- EXERCISE
Format the material below as a numbered list, from the line containing "Exercise. Spot the blue" through the end of the material, with both ends included and blank lines omitted.

- LISTING
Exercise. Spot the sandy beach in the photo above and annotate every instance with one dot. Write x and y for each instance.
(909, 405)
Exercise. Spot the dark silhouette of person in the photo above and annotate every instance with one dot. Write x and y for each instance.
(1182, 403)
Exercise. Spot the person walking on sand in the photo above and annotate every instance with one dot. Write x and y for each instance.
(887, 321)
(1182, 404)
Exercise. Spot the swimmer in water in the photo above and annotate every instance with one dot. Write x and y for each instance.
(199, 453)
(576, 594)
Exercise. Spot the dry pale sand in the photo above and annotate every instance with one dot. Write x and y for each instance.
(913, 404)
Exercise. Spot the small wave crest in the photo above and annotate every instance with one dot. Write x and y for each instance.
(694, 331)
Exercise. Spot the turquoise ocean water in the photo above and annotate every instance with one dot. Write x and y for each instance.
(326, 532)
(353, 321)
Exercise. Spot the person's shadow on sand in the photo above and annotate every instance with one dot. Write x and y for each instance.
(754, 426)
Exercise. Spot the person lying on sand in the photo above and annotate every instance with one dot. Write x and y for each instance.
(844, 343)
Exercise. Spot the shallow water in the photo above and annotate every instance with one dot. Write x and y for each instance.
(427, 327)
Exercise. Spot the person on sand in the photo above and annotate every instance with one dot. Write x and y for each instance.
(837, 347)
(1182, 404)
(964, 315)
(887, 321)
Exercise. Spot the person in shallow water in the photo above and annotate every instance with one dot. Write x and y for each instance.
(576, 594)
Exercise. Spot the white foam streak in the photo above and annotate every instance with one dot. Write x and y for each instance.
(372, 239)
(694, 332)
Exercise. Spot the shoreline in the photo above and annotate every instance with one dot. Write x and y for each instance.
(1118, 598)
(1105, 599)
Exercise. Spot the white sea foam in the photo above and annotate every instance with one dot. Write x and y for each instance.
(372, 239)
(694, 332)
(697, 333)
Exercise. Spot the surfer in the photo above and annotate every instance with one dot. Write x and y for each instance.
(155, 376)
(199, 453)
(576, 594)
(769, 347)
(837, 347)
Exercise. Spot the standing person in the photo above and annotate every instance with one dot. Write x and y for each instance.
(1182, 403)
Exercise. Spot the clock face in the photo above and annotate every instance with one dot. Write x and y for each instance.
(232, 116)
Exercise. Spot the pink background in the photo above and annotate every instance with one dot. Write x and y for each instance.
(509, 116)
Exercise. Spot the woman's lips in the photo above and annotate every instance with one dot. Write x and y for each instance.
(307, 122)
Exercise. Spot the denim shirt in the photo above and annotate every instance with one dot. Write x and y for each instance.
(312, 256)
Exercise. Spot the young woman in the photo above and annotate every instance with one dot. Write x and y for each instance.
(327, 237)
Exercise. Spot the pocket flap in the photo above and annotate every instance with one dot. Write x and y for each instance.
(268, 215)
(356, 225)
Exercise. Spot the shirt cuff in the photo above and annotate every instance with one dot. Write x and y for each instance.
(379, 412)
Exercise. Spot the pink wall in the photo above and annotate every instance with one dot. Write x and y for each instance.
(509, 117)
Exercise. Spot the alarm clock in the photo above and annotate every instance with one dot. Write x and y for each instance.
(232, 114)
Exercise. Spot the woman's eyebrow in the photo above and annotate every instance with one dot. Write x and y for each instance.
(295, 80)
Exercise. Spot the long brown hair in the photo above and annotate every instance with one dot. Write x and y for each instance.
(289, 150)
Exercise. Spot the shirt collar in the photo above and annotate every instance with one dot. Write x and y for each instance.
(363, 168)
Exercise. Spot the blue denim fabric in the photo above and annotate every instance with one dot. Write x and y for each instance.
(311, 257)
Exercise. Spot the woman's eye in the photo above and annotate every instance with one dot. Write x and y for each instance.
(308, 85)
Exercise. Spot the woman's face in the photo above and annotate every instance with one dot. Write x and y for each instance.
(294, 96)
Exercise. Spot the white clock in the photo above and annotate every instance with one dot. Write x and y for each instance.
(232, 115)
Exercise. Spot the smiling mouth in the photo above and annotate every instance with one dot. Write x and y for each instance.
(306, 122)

- SOLUTION
1. Exercise. Spot the blue denim fabric in the photo above and annotate every instance with one dot. Write x and y for each instance.
2. (311, 257)
3. Exercise. Spot the woman's eye in the photo above and annotate every instance with one dot. Write x and y for each instance.
4. (308, 85)
5. Exercise. Spot the woman's face in the photo above and annotate every instance with one dot. Write x and y for each instance.
6. (294, 96)
7. Exercise. Spot the white clock in the photo above and annotate every instance with one dot. Write x and y for each instance.
8. (232, 115)
9. Exercise. Spot the smiling mouth in the photo above and annotate every instance with one dot. Write x and y for each instance.
10. (306, 122)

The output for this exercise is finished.